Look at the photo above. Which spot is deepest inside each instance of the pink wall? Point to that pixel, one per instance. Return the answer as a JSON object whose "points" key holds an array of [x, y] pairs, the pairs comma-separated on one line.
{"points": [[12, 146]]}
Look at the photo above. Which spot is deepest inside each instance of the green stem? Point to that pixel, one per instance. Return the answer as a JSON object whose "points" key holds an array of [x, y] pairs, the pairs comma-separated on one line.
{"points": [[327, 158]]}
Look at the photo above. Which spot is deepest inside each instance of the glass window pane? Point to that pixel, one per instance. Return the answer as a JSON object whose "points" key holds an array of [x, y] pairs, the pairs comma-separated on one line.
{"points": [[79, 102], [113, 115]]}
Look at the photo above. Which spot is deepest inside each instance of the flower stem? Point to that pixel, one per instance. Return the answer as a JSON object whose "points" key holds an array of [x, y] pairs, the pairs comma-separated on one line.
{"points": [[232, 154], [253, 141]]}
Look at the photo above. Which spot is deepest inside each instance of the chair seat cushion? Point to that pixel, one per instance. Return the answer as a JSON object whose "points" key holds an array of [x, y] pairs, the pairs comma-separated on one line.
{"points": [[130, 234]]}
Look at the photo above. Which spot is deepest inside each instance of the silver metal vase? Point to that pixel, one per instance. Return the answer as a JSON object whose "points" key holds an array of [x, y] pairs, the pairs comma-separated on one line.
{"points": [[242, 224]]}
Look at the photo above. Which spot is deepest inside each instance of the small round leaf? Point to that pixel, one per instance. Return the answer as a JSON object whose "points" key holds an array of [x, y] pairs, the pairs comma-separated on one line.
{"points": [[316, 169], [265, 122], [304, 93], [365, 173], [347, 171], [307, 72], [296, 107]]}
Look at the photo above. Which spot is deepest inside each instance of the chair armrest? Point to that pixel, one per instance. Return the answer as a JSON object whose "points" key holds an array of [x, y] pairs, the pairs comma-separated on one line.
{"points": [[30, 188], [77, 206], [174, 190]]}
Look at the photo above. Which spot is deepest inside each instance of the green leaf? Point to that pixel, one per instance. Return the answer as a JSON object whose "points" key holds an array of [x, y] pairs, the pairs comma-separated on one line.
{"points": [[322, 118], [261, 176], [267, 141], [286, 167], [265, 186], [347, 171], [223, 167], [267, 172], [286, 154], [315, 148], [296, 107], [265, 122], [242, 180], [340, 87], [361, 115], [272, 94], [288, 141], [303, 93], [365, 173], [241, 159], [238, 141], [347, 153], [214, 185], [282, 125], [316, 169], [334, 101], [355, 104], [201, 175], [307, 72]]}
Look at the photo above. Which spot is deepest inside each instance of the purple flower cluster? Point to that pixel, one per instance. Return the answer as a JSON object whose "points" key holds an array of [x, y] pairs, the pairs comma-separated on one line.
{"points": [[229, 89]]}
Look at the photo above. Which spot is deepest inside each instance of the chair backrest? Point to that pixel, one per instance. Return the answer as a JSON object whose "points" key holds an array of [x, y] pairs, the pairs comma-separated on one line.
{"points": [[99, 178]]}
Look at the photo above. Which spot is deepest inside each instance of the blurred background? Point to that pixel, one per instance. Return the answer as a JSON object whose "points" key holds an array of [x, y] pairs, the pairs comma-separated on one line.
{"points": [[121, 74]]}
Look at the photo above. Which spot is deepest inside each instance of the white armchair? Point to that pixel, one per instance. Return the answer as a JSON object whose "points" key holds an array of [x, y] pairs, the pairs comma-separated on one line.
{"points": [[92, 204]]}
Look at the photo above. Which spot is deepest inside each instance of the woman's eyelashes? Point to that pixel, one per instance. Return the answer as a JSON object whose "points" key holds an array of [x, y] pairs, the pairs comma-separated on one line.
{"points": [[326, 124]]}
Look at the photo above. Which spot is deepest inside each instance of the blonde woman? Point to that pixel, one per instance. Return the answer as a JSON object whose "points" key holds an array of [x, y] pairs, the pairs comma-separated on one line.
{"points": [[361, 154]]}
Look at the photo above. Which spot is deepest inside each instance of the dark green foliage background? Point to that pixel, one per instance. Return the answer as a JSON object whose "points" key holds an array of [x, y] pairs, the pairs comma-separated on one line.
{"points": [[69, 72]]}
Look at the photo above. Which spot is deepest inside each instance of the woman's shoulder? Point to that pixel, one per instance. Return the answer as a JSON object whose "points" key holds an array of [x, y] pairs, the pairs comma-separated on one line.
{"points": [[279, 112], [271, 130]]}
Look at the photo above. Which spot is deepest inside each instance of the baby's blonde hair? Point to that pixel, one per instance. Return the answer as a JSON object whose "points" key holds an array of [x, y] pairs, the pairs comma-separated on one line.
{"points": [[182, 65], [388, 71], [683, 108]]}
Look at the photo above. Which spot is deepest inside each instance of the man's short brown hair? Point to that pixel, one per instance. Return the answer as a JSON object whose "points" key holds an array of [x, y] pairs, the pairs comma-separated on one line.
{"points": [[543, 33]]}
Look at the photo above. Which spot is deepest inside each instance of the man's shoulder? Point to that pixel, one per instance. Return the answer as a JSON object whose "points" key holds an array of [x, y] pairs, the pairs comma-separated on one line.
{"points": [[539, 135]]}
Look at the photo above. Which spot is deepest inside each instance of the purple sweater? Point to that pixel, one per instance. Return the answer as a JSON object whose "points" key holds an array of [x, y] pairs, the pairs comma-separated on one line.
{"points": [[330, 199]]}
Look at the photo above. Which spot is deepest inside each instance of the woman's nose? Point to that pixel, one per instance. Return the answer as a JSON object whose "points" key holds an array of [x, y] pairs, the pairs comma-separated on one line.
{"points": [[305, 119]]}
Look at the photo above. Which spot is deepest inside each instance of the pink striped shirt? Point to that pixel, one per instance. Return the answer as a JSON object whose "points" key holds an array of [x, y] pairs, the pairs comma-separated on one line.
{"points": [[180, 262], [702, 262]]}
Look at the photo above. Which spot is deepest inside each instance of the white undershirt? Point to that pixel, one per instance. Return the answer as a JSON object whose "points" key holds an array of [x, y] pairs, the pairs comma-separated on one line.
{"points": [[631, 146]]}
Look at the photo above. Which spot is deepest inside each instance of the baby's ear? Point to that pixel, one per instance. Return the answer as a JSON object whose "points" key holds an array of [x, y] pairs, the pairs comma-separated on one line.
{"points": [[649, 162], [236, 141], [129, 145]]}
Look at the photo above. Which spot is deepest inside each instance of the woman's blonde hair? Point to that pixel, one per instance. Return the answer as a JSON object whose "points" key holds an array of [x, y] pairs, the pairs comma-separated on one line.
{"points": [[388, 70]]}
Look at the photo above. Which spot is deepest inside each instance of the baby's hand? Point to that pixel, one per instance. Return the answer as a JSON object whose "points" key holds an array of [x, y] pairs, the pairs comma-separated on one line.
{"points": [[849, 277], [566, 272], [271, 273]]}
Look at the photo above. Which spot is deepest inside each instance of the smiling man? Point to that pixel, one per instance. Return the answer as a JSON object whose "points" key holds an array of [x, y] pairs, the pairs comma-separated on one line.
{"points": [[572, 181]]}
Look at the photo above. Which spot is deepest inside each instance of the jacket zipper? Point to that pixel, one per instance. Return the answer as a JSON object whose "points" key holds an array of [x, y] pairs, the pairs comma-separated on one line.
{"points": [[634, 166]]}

• REQUIREMENT: Please quote nothing but the lines from the line with "the baby's ear?" through the end of the data above, exactly as written, ends included.

• ANSWER TO THE EXERCISE:
Look at the photo above. Which spot is deepest inside each instance of the baby's ear? Point to that pixel, one per instance. Return the answer as a JSON object whose "points" key holds an array of [x, y] pairs, the pairs comma-separated on one line.
{"points": [[649, 162], [236, 141], [129, 145]]}
Look at the photo above. Which spot is deepest inside each instance of the woman's blonde hair? Point to that pixel, one per instance. Return the answer as a JSON object whose "points" key holds an array of [x, y] pairs, the pairs comma-separated on one line.
{"points": [[388, 70]]}
Look at the photo above. Which spot is deepest inside each instance of the baby's hand? Point to that pixel, one per instance. Return the answer as a JSON object whose "points" key holds an array of [x, y] pairs, the pairs comma-separated on one line.
{"points": [[849, 277], [566, 272], [271, 273]]}
Look at the photo above. Which spot is deepest inside each instance of the smiling man? Point to that pixel, one per instance. Return the answer as a JSON object whose "points" key holds an array of [x, y] pairs, the pairs comma-separated on one line.
{"points": [[572, 181]]}
Look at the photo above. Which spot is deepest inside each instance of the jacket zipper? Point to that pixel, one per instance. Return the answer as a JSON object whose "points" key holds an array of [x, y] pairs, the pairs comma-separated on one line.
{"points": [[634, 166]]}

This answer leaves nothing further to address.